GOAL –
Print the data below verbatim, line for line, omitting every image.

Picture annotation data

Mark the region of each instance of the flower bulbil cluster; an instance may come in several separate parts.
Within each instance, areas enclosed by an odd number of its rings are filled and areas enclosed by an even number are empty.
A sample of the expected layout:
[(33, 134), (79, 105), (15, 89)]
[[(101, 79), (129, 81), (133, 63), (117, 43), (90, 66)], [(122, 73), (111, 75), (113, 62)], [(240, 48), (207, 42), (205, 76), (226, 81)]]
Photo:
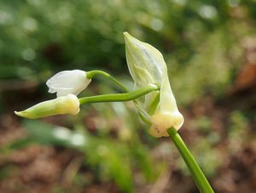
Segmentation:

FINAL ANSWER –
Mark the region of each instance of the flower bulbil cluster; an instance may come in several separate parts.
Within each instance, areas enclosed by an odd number of its rings are filled and areas enclosed by an even number are empty.
A sample of the expected layout:
[(33, 134), (79, 105), (15, 89)]
[[(101, 79), (129, 81), (133, 63), (117, 43), (90, 66)], [(122, 73), (111, 75), (113, 62)], [(240, 48), (207, 42), (205, 76), (226, 81)]]
Photo:
Segmentation:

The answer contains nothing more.